— START Passage shown —
“Dong suan,” get elected, chanted enthusiastic DPP supporters ecstatically on Saturday, January 11, when we mingled with crowds of visibly proud and determined voters in the Taiwanese presidential and parliamentary elections. And the crowd’s wish came true. Taiwan’s President Tsai Ing-wen won a convincing election victory with more than eight million votes, the highest number ever in a Taiwanese presidential election. She was not only up against her main opponent, Han Guo-yu; Tsai also overcame relentless Chinese bullying tactics and organized disinformation campaigns.
Taiwan is a country under constant and increasing pressure. The People’s Republic of China is willing to use all means to secure Taiwan in its orbit. Increasingly, it has encroached on Taiwan’s mainstream and social media landscape to shape the narrative in its favor and to discredit the Tsai Administration, which it views as insufficiently deferential to Communist Party directives based on “One country, two systems”—a prospect that has never looked less appealing to the Taiwanese following events in Hong Kong. Though precise attribution is often difficult, many suspect the direct or indirect influence of Chinese disinformation campaigns aimed at sowing distrust in institutions and politicians. To these should be added malicious rumors that President Tsai had faked her Ph.D.degree from LSE, and that she is a lesbian, to name just a few. Other campaigns have targeted the Taiwanese economy with stories affecting crop prices.
— END Passage shown —
— START Material to process —
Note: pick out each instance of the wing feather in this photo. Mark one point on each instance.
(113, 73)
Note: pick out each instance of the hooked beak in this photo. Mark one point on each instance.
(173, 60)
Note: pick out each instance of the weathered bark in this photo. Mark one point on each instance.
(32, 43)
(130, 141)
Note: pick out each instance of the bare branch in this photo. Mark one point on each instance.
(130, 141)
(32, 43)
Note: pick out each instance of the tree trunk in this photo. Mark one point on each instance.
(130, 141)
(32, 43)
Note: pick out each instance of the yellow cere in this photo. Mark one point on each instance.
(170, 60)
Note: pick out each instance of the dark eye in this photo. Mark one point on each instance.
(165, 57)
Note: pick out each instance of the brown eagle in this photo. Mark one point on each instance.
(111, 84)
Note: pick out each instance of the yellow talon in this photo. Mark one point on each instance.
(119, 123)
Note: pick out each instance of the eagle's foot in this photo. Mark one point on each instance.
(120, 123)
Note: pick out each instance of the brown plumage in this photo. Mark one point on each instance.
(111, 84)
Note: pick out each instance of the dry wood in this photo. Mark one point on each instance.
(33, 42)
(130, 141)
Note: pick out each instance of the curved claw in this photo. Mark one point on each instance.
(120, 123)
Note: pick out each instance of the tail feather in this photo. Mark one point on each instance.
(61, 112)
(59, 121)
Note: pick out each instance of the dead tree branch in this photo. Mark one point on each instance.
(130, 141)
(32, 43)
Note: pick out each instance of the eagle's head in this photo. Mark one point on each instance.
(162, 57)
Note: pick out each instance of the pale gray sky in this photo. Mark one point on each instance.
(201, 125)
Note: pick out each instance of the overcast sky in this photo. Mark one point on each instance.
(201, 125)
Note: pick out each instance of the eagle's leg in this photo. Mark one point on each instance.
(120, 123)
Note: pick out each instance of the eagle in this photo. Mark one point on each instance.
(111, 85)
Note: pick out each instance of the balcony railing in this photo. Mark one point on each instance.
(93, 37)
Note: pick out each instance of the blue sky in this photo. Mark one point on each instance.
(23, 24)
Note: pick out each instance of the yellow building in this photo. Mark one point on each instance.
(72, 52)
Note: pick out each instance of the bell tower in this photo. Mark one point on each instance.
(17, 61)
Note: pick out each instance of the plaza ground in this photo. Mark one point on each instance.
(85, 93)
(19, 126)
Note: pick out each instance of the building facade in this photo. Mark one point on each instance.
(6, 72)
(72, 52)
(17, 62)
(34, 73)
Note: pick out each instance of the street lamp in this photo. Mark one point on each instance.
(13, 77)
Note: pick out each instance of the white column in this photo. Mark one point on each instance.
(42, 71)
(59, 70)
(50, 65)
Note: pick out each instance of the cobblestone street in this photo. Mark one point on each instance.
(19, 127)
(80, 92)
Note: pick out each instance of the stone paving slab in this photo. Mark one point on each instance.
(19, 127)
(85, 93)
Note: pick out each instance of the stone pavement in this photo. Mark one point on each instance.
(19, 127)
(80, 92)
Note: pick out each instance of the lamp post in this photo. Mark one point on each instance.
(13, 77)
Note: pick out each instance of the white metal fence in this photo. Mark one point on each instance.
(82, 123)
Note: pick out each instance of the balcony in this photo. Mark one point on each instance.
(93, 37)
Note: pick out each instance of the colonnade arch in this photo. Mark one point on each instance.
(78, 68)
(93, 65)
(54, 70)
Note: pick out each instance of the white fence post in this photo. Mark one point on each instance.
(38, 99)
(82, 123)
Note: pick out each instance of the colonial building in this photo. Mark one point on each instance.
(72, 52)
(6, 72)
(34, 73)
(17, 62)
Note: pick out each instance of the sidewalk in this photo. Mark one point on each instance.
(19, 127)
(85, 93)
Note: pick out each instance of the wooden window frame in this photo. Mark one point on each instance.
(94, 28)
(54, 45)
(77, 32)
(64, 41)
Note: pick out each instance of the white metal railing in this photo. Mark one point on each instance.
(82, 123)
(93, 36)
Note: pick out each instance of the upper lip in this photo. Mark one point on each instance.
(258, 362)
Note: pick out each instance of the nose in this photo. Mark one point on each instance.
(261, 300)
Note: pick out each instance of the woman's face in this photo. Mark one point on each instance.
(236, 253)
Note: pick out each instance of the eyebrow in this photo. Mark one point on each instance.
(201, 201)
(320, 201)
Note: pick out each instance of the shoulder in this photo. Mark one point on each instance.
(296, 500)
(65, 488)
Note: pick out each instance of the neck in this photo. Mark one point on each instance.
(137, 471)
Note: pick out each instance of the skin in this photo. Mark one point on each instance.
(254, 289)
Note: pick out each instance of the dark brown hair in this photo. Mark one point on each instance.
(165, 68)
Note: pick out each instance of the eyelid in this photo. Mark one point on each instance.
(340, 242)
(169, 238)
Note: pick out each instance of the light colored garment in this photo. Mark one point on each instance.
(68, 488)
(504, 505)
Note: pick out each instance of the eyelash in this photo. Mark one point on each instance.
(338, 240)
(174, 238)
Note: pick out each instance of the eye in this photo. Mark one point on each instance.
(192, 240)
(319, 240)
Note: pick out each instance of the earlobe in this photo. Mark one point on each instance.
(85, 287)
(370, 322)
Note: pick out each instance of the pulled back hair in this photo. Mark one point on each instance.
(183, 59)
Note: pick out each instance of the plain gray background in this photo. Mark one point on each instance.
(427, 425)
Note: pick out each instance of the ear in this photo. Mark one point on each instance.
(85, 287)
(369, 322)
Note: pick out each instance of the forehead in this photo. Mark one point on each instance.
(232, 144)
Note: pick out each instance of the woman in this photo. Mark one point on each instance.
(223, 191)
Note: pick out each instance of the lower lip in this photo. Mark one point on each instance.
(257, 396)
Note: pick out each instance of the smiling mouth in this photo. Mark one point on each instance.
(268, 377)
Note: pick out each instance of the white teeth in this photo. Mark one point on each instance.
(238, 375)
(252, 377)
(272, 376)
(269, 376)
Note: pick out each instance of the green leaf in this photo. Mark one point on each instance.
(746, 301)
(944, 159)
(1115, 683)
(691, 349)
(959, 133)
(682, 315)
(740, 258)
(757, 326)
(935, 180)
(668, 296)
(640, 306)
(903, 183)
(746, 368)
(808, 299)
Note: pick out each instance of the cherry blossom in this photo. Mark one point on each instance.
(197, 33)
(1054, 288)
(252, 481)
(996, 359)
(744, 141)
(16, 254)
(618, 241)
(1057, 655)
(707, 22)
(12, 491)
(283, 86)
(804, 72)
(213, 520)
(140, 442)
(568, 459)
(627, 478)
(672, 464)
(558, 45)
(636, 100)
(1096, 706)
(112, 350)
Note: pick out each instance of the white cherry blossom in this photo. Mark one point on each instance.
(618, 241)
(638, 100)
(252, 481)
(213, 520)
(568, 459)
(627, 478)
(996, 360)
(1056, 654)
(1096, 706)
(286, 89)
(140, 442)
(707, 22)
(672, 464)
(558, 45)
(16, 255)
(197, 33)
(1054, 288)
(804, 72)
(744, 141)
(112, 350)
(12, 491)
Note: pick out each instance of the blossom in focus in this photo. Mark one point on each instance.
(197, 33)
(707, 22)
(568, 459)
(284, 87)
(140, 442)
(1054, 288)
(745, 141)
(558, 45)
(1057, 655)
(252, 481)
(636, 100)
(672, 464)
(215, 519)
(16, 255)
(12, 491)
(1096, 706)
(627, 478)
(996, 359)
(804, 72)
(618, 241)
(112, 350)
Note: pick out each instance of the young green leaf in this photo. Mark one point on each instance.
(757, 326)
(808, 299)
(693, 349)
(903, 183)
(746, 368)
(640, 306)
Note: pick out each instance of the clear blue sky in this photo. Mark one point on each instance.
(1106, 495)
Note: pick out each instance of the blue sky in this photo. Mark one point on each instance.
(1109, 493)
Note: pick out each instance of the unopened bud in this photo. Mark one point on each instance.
— END Material to process —
Goals -
#1 How would the sentence "Taiwan is a country under constant and increasing pressure." from the passage on Taiwan's election read in Spanish?
#2 Which lines of the listing contain the word "metal"? Extract each of them in full.
The passage on Taiwan's election and the listing are unrelated to each other.

The solutions -
#1 Taiwán es un país bajo una presión constante y creciente.

#2
Note: pick out each instance of the white metal fence in this photo. Mark one point on each instance.
Note: pick out each instance of the white metal railing in this photo. Mark one point on each instance.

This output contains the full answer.